# Source data

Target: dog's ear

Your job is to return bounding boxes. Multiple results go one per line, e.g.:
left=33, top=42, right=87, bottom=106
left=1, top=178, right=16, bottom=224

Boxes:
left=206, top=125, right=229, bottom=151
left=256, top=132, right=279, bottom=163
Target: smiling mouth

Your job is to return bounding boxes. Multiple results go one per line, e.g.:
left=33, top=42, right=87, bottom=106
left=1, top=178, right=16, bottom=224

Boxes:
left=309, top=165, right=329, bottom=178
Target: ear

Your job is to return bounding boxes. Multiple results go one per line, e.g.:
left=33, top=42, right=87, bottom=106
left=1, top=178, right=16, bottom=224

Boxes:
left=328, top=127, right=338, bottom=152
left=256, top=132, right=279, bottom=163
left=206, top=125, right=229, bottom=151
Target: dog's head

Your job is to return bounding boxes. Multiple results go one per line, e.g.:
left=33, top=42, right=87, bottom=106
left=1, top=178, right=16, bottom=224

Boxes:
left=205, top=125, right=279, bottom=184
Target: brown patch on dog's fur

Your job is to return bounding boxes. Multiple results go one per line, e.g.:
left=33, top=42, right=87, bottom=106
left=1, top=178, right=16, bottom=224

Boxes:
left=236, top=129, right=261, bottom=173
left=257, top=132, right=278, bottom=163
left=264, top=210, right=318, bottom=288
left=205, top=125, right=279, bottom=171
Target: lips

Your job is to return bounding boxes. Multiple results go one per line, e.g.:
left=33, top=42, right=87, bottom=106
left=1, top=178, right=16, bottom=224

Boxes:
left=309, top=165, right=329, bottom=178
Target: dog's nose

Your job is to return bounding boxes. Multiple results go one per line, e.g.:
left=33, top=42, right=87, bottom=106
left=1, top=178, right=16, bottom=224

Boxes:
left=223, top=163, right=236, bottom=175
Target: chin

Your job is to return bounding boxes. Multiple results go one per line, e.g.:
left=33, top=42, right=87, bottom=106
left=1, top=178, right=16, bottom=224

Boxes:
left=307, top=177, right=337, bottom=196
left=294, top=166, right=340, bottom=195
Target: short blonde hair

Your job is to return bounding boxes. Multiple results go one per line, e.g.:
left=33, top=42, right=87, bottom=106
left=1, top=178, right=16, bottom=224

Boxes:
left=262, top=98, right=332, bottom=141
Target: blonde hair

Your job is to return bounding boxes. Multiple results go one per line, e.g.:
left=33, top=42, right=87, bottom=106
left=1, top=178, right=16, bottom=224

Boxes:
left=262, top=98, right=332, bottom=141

# Exercise requirements
Your task is to set down exactly the lines from the line containing "Target: dog's nose" to the end of the data above, including both ends.

# Task result
Target: dog's nose

Your job is to return bounding boxes. Multiple results go one per line, e.g.:
left=33, top=42, right=87, bottom=106
left=1, top=178, right=16, bottom=224

Boxes:
left=223, top=163, right=236, bottom=175
Target: chin

Your job is to return bounding boxes. Multiple results go one per line, e.g.:
left=33, top=42, right=87, bottom=106
left=1, top=178, right=16, bottom=224

Boxes:
left=307, top=177, right=337, bottom=196
left=294, top=166, right=340, bottom=195
Target: short blonde hair

Your job is to return bounding boxes. Multiple results go one per line, e.g.:
left=33, top=42, right=87, bottom=106
left=1, top=178, right=16, bottom=224

Boxes:
left=262, top=98, right=332, bottom=141
Target: blonde hair

Your job is to return bounding boxes. Multiple results go one per line, e.g.:
left=33, top=42, right=87, bottom=106
left=1, top=178, right=16, bottom=224

Boxes:
left=262, top=98, right=332, bottom=141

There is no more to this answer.